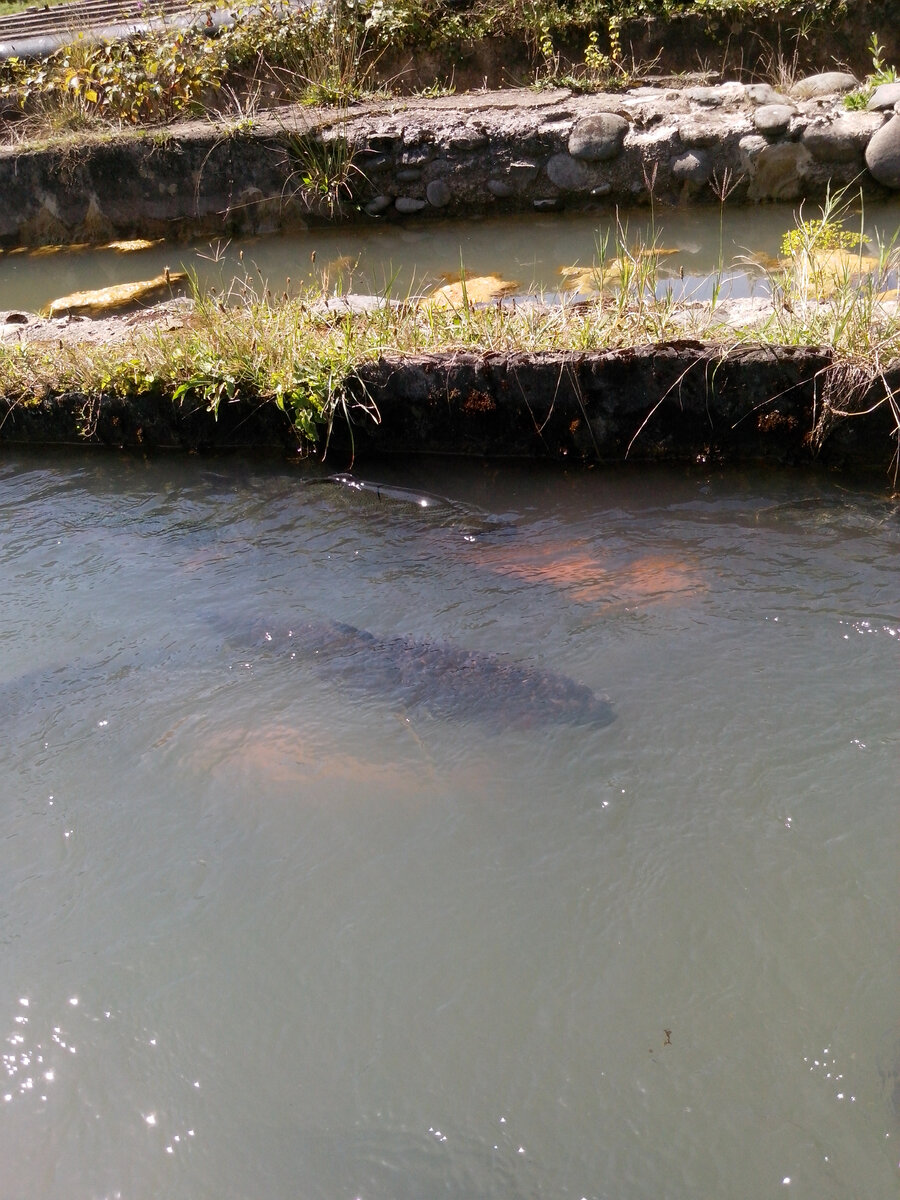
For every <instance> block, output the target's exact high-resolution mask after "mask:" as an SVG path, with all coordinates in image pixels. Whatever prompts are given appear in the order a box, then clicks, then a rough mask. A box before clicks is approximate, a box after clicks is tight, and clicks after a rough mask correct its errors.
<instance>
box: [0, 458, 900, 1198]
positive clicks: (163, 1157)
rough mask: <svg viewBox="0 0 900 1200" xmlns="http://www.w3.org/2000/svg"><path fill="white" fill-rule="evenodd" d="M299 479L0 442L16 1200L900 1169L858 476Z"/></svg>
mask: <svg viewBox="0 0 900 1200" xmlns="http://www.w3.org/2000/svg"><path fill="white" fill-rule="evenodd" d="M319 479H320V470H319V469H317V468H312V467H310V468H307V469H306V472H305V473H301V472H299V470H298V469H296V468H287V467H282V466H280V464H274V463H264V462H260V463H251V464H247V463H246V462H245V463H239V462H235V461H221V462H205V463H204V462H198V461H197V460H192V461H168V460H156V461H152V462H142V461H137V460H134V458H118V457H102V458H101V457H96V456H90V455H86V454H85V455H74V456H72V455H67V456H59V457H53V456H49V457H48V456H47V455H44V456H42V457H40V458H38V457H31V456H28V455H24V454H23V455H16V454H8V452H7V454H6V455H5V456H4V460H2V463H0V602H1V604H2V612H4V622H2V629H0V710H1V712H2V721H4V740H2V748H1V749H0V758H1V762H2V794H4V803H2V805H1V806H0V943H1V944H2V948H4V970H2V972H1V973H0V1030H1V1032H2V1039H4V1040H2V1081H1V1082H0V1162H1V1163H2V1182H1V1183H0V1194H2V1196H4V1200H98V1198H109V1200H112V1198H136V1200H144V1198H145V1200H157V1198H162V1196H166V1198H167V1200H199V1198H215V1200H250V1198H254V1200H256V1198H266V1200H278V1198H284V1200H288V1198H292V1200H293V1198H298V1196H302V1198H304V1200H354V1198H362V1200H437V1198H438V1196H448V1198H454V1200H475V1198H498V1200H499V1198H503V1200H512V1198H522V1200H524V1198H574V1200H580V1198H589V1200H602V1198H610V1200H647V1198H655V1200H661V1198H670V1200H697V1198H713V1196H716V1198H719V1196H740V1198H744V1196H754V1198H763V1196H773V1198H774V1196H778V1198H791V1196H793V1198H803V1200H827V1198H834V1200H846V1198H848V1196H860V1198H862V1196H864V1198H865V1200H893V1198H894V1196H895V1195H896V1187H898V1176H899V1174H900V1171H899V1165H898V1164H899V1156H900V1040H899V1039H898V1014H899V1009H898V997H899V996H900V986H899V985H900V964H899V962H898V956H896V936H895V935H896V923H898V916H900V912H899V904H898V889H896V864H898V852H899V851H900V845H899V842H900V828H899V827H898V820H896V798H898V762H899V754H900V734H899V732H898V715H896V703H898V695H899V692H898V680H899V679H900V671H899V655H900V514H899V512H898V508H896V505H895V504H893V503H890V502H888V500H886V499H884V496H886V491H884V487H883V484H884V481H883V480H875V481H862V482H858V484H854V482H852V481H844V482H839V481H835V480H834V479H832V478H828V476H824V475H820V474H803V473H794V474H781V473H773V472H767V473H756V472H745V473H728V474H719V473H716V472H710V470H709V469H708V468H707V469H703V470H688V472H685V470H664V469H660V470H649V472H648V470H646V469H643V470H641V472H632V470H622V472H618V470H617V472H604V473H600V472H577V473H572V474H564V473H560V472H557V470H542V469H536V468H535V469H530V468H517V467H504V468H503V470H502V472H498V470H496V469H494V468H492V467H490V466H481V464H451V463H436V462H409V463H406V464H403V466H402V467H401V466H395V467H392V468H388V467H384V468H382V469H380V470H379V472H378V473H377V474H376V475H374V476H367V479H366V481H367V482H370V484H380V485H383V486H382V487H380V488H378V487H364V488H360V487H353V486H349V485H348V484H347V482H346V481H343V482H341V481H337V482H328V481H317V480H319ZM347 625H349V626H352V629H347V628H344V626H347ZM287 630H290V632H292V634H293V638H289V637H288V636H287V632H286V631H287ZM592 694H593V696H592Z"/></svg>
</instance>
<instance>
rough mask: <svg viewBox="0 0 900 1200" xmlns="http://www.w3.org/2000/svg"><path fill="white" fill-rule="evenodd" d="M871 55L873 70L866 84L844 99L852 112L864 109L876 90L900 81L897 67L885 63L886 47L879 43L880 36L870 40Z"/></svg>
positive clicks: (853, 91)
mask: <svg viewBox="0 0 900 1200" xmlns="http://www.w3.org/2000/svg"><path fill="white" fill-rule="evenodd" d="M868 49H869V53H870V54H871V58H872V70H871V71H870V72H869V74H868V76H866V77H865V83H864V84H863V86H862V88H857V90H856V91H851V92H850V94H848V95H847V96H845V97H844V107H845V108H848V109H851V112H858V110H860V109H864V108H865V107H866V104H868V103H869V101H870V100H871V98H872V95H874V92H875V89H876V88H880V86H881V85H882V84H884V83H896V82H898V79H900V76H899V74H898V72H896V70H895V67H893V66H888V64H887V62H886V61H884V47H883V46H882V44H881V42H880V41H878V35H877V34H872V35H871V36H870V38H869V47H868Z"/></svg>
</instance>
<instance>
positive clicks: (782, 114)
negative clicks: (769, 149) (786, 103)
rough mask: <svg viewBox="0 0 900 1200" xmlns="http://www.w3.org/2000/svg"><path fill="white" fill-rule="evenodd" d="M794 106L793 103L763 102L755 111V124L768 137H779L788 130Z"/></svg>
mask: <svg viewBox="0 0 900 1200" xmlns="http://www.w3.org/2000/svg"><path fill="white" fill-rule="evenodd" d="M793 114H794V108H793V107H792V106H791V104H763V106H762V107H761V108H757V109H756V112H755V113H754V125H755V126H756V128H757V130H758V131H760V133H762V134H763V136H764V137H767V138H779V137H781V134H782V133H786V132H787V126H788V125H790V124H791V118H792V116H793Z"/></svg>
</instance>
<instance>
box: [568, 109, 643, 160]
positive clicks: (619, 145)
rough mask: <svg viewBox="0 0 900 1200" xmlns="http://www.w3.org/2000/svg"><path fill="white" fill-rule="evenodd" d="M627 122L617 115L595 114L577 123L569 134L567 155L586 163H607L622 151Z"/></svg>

* * *

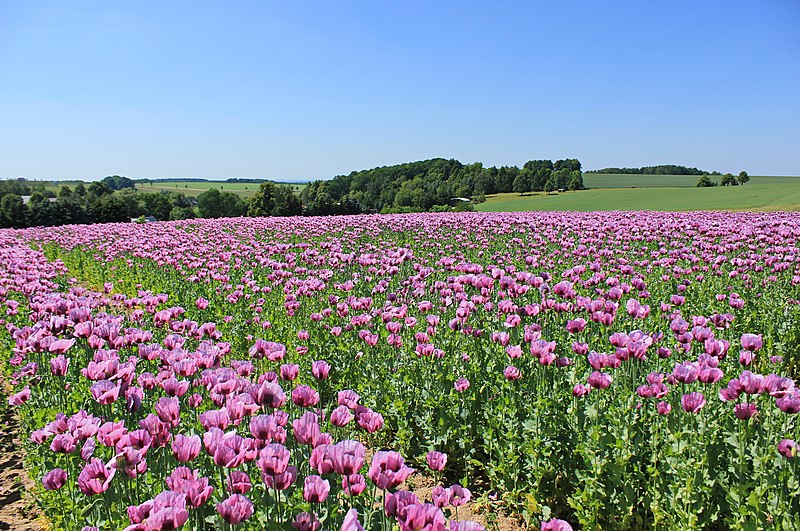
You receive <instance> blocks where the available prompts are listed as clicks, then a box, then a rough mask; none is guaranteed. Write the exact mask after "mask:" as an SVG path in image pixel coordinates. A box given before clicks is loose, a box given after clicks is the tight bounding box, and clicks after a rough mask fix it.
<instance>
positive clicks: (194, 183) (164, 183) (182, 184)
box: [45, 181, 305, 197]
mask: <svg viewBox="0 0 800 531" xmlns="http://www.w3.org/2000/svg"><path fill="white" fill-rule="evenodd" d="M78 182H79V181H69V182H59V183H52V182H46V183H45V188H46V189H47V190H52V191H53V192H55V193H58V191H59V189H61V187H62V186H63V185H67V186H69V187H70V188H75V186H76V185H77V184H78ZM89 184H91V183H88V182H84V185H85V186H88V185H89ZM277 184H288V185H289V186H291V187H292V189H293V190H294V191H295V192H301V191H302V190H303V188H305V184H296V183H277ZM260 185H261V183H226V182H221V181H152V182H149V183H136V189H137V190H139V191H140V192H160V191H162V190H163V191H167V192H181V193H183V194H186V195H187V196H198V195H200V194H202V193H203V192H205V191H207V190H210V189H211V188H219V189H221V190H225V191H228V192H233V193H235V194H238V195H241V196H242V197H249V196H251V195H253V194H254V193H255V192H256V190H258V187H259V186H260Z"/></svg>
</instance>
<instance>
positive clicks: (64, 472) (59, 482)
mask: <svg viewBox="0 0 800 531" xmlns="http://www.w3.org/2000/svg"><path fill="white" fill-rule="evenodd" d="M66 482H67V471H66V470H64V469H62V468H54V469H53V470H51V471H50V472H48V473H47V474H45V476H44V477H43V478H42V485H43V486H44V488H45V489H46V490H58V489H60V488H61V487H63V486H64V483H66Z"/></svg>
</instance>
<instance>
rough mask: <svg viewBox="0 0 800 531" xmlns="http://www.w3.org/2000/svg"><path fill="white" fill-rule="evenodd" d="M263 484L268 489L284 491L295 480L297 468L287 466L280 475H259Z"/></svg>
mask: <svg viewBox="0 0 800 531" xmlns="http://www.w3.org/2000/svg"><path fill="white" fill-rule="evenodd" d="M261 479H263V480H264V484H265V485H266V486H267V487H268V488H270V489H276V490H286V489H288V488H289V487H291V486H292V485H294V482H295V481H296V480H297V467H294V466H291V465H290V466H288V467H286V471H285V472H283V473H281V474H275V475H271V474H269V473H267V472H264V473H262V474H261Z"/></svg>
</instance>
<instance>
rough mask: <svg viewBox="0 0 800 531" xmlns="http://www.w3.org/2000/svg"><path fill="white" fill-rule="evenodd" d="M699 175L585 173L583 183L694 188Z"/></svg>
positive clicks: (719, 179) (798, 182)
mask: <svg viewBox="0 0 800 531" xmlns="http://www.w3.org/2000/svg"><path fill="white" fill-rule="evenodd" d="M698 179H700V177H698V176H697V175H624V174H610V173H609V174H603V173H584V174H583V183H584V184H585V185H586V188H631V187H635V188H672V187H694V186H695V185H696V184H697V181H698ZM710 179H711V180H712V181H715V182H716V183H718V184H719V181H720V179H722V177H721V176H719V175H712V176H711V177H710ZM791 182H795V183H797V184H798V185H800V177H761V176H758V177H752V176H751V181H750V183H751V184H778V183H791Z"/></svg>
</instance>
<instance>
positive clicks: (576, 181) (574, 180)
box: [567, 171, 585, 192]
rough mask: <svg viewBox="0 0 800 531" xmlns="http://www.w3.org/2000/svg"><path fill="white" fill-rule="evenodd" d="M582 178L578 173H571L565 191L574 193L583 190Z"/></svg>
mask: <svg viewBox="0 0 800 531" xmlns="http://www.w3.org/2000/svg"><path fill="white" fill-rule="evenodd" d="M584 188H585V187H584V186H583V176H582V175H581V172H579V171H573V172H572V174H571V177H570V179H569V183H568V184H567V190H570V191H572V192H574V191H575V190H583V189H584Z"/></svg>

● Problem details
Please copy, exactly as written, every line in the listing above from the line with "For every <instance>" up to and including the line with "positive clicks: (163, 1157)".

● Solution below
For every <instance> block, output the target's exact high-resolution mask after "mask:" as an SVG path, with all coordinates in image pixels. Whatever prompts are given appear in the order a box, then clicks, then a rough mask. A box before clicks is approximate, a box after clicks is tight, and clicks after a rough mask correct its errors.
<instance>
box: [0, 458, 900, 1198]
positive clicks: (163, 1157)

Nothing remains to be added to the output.